Please rewrite every line of the records from the line with "# point at: wooden toothpick" up to and including the line with "x=540, y=454", raising each x and y coordinate in the answers by 120 and leaving all other numbers unchanged.

» **DATA FOR THIS EXERCISE**:
▶

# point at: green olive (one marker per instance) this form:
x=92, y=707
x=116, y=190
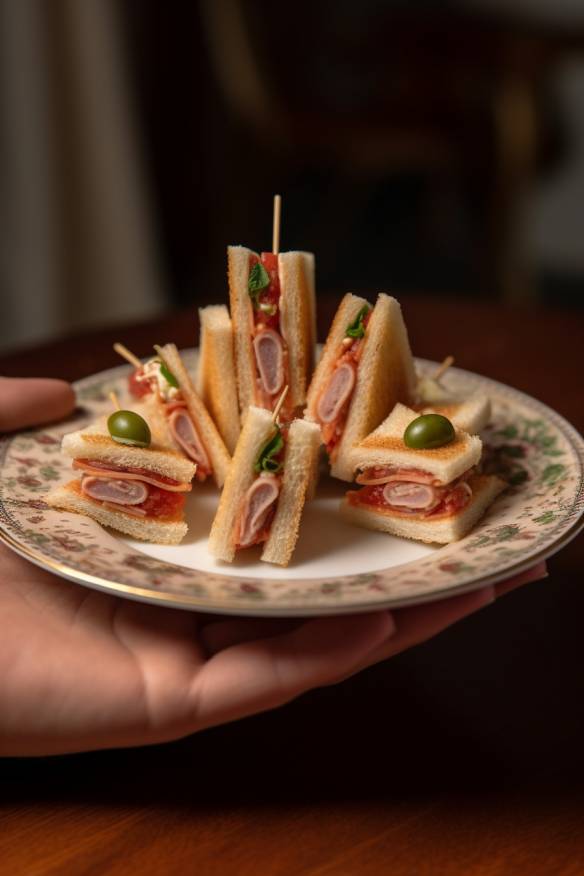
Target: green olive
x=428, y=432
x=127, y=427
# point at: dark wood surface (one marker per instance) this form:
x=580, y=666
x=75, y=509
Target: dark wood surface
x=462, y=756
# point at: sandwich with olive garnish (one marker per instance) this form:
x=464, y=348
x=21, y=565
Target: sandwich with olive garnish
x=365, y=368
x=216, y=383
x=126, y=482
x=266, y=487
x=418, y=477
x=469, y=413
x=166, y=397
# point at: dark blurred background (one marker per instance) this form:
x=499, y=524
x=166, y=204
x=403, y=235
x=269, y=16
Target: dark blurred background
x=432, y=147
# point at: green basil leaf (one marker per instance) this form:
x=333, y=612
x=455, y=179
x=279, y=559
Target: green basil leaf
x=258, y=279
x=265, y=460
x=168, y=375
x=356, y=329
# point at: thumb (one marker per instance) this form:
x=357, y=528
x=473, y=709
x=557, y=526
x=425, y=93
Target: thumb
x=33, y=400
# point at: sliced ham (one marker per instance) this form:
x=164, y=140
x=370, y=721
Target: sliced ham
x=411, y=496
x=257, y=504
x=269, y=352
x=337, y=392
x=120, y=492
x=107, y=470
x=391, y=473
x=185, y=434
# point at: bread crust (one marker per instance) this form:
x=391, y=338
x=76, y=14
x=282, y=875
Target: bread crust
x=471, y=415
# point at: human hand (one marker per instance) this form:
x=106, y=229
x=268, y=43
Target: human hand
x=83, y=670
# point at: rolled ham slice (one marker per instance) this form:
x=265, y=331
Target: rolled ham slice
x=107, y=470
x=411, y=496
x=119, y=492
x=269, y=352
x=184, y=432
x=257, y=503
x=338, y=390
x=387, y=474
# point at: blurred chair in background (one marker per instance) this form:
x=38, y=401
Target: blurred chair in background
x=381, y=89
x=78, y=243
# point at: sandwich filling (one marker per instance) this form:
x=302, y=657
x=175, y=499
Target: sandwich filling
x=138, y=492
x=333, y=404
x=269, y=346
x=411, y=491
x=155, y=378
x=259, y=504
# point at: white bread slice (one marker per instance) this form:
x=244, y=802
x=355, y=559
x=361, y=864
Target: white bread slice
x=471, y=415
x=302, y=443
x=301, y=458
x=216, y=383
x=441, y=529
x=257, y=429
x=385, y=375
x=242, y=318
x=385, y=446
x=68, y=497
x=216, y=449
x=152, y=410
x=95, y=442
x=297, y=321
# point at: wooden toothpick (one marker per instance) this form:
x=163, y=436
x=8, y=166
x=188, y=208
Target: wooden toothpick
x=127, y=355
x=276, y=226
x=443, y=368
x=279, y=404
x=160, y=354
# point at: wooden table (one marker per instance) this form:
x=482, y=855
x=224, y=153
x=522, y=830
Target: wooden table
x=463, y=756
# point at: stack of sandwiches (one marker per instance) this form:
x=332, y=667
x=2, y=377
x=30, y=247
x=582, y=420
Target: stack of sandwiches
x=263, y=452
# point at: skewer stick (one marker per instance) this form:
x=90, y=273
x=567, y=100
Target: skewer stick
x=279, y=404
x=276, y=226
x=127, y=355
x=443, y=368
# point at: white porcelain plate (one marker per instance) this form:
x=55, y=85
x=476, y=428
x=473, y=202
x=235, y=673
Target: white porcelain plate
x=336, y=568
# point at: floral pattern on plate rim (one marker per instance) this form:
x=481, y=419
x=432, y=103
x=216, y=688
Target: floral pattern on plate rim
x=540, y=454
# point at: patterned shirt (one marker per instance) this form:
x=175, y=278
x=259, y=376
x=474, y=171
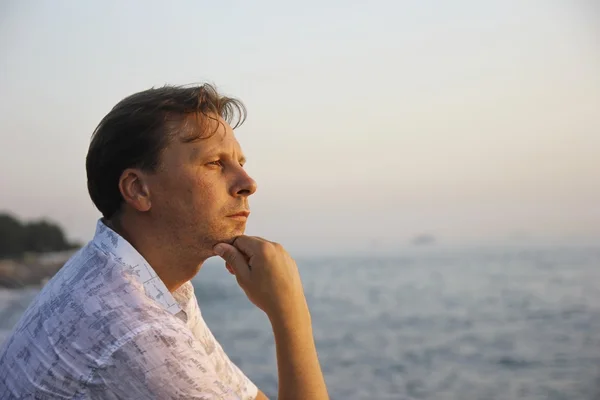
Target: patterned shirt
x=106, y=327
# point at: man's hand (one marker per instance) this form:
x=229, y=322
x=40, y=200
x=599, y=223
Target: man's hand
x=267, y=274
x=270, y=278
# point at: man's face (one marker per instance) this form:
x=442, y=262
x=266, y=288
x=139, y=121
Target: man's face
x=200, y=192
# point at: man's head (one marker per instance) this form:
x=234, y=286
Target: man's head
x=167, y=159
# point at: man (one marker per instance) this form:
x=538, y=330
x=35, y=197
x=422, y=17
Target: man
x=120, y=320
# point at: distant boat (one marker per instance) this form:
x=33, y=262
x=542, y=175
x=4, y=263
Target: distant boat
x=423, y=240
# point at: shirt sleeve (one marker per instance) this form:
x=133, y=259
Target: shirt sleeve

◀

» **RESULT BELOW**:
# point at: wooden toothpick (one marker per instance) this form:
x=163, y=436
x=8, y=166
x=188, y=208
Target: wooden toothpick
x=247, y=475
x=396, y=346
x=563, y=488
x=399, y=524
x=280, y=474
# point at: wooden table (one marker per instance) this form:
x=482, y=855
x=224, y=153
x=522, y=830
Target: wooden table
x=583, y=876
# point at: stack of sandwiches (one marker per instance) this form:
x=332, y=667
x=2, y=377
x=30, y=247
x=582, y=420
Target: stack of sandwiches
x=383, y=572
# point at: skewer stick (one marker per instance) this form:
x=90, y=273
x=567, y=100
Target: skewer stick
x=399, y=524
x=396, y=346
x=247, y=475
x=563, y=488
# point at: white porcelain plate (one marker per instance) this form:
x=55, y=85
x=476, y=428
x=473, y=202
x=235, y=673
Target: white porcelain plate
x=456, y=688
# point at: floral pattern on plate rim (one marker per instance) this form:
x=481, y=419
x=432, y=103
x=216, y=688
Target: floral pattern on plate rim
x=660, y=574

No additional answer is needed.